-- begin Dataset records --

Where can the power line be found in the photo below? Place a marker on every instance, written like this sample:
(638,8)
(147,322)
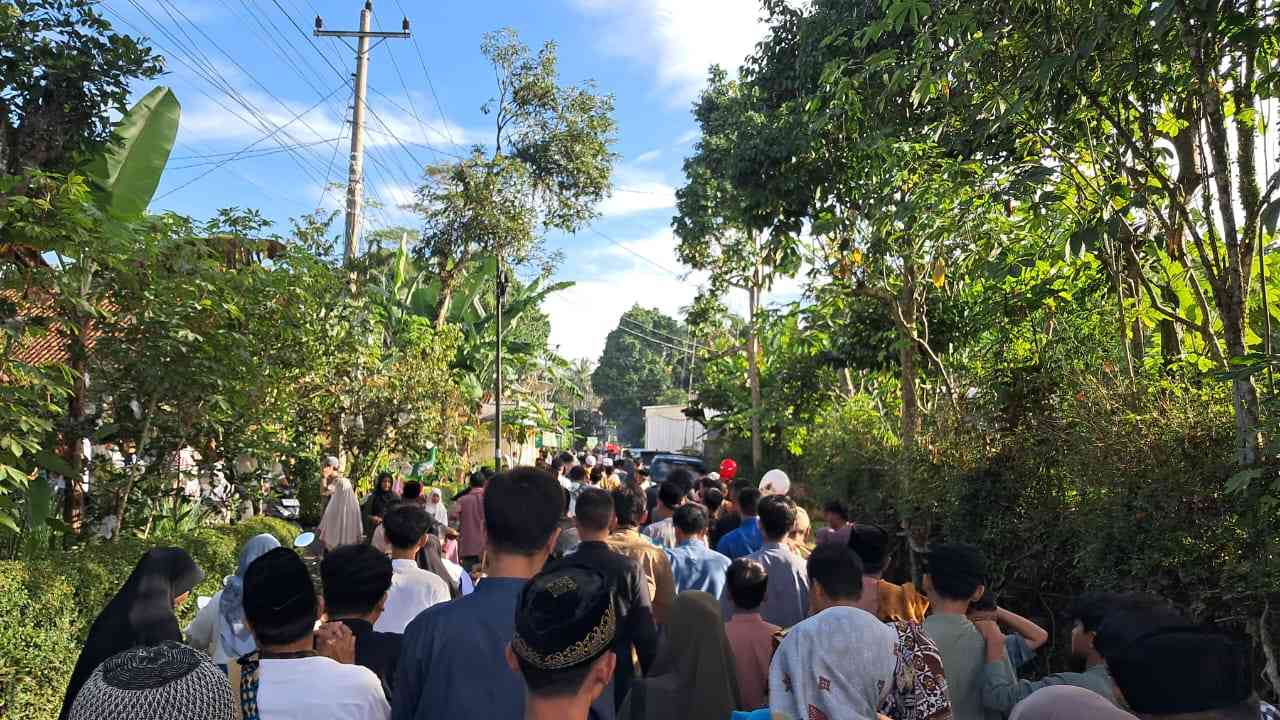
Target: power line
(681,277)
(250,146)
(426,73)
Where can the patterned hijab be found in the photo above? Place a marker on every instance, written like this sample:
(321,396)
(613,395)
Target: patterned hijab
(694,675)
(234,634)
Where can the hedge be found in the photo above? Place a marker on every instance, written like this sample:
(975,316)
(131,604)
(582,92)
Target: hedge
(48,605)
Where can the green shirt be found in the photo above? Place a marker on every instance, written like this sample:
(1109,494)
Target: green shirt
(964,662)
(1000,692)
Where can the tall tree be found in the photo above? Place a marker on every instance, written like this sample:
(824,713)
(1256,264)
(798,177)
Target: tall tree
(716,226)
(548,168)
(641,364)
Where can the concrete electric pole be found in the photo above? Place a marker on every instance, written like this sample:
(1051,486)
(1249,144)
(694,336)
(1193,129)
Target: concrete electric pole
(356,177)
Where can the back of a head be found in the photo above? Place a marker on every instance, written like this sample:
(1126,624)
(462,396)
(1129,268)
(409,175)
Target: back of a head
(839,570)
(594,510)
(566,620)
(777,515)
(165,680)
(671,493)
(406,525)
(522,510)
(746,580)
(355,579)
(713,499)
(412,490)
(690,519)
(956,570)
(629,505)
(279,598)
(871,545)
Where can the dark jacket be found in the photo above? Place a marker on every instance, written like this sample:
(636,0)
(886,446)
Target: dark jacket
(636,627)
(376,651)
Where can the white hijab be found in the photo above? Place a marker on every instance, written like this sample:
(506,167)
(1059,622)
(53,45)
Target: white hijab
(840,662)
(437,510)
(342,523)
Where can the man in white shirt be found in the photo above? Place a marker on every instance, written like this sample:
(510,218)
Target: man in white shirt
(412,588)
(293,682)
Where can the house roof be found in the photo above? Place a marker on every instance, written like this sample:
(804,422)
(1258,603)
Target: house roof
(48,347)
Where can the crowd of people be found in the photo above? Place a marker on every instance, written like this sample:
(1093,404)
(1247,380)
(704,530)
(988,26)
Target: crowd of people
(579,589)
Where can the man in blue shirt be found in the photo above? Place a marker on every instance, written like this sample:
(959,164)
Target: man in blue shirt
(748,537)
(453,665)
(694,565)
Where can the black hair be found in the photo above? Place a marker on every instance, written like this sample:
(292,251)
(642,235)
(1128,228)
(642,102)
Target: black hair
(871,543)
(713,499)
(671,492)
(690,519)
(837,570)
(777,515)
(355,578)
(630,505)
(279,615)
(594,509)
(746,580)
(522,510)
(406,524)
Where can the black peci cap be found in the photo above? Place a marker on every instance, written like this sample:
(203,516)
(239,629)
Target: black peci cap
(565,619)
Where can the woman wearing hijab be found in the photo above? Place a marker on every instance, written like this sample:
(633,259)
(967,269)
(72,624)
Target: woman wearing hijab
(341,523)
(435,506)
(1066,702)
(219,627)
(140,615)
(379,502)
(693,677)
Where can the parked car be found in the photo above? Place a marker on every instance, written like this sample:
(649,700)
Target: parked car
(663,464)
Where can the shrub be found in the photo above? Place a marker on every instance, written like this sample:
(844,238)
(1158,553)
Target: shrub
(48,605)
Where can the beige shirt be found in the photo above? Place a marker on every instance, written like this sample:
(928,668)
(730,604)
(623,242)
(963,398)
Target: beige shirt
(656,565)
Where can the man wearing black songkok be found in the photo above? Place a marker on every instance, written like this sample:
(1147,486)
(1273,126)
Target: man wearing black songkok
(566,623)
(1165,669)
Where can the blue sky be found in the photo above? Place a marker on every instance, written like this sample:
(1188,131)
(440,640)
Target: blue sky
(232,57)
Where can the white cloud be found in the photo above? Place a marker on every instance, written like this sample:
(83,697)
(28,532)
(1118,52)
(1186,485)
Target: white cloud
(680,39)
(638,190)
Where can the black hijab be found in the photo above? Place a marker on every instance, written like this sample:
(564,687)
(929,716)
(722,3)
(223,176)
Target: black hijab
(140,615)
(430,560)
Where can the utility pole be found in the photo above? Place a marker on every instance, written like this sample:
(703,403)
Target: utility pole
(503,283)
(356,176)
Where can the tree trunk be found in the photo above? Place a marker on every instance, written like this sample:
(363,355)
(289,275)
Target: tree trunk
(753,368)
(909,358)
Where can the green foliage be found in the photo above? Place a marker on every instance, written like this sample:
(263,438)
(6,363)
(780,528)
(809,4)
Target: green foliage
(128,169)
(63,71)
(639,368)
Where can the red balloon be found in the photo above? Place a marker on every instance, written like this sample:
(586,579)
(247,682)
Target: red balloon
(728,469)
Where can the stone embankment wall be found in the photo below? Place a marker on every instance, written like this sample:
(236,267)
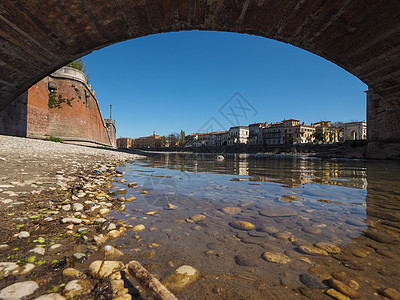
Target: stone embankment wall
(383,130)
(13,119)
(79,122)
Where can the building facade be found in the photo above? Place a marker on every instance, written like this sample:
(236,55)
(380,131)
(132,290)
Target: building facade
(273,134)
(62,105)
(256,133)
(152,141)
(124,143)
(355,131)
(326,132)
(238,135)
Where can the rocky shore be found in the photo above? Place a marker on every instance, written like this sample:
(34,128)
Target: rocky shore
(54,206)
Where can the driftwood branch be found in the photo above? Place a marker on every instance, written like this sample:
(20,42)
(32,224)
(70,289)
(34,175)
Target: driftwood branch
(149,282)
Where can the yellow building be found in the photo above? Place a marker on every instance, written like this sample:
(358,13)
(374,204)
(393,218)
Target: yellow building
(326,132)
(152,141)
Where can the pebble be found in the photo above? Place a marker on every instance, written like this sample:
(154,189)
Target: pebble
(311,281)
(288,198)
(139,228)
(23,234)
(197,218)
(104,211)
(170,206)
(71,220)
(328,247)
(55,247)
(283,235)
(100,220)
(356,223)
(79,257)
(121,191)
(343,288)
(4,247)
(231,210)
(77,288)
(82,230)
(103,269)
(38,250)
(112,253)
(260,234)
(77,207)
(242,225)
(268,229)
(114,234)
(244,260)
(380,237)
(71,272)
(26,269)
(311,229)
(337,295)
(181,278)
(278,258)
(107,227)
(66,207)
(19,290)
(275,211)
(313,250)
(52,296)
(6,268)
(391,293)
(100,239)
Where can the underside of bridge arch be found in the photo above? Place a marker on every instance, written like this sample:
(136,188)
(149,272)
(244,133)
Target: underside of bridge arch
(362,36)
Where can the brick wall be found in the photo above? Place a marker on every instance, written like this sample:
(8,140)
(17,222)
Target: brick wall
(82,121)
(13,117)
(383,119)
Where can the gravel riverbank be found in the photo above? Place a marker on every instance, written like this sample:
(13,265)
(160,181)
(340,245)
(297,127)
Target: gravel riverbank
(54,203)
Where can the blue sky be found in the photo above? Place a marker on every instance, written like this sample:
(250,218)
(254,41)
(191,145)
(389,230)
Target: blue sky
(173,81)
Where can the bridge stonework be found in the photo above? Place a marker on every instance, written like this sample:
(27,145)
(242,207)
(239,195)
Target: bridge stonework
(361,36)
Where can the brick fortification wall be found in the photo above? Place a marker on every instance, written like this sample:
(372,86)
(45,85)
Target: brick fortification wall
(82,121)
(13,117)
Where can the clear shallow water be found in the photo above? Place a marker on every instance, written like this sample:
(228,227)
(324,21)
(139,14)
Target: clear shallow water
(292,202)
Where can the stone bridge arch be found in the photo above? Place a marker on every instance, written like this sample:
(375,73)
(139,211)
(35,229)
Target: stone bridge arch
(361,36)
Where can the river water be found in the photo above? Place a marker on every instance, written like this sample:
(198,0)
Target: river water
(313,219)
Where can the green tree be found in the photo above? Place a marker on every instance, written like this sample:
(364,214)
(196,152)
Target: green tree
(182,140)
(319,136)
(80,65)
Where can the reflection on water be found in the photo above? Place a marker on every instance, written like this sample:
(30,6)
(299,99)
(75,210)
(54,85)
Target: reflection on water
(302,210)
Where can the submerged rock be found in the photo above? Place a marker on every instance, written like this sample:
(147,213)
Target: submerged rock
(181,278)
(19,290)
(6,268)
(242,225)
(121,191)
(52,296)
(343,288)
(231,210)
(103,269)
(78,288)
(74,273)
(328,247)
(277,211)
(23,234)
(278,258)
(313,250)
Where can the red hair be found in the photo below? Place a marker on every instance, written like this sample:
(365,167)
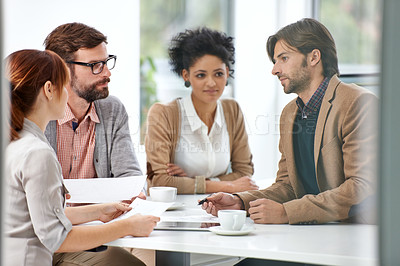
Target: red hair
(27,71)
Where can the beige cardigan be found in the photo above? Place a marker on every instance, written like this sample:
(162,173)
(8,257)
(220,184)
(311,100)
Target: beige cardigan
(163,131)
(345,149)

-- end Dataset records --

The task
The copy should hold exactly the lines from the line containing "Where can the clear" through the end of the data, both ends included, and no pictures.

Problem solution
Where can the clear shallow water be found in the photo above? Place a marker on every instance, written like this sample:
(228,227)
(324,21)
(139,14)
Target: clear shallow water
(292,202)
Where can the stone bridge arch be found in the photo above? Place a marker on every instance, written like this sample:
(375,73)
(139,211)
(35,229)
Target: stone bridge arch
(361,36)
Where can the river water be found in the photo above? Place a marker on every instance, written like this sample:
(198,0)
Target: river water
(313,219)
Where can the green tree be found in the photo above? Place a marker on every instance, written like this sample:
(364,214)
(196,152)
Target: green tree
(182,140)
(319,136)
(80,65)
Where can the reflection on water be found in the photo above? Place a marker on every instance, written like this sample:
(30,6)
(299,99)
(75,210)
(54,85)
Target: reflection on water
(302,210)
Where can the submerged rock be found in the photo above? Place a marker on every instance, written like this sample:
(147,213)
Target: submerged rock
(181,278)
(19,290)
(6,268)
(242,225)
(121,191)
(52,296)
(343,288)
(231,210)
(103,269)
(78,288)
(74,273)
(328,247)
(277,211)
(23,234)
(278,258)
(313,250)
Where can the red hair be found in the photo below? Place a marker on every instance, written like this sample:
(365,167)
Target: red hair
(27,71)
Where can the beige cardigan be found in the photo above? Place a marker on every instance, written like this sample:
(162,173)
(8,257)
(220,184)
(311,100)
Target: beige cardigan
(163,131)
(345,149)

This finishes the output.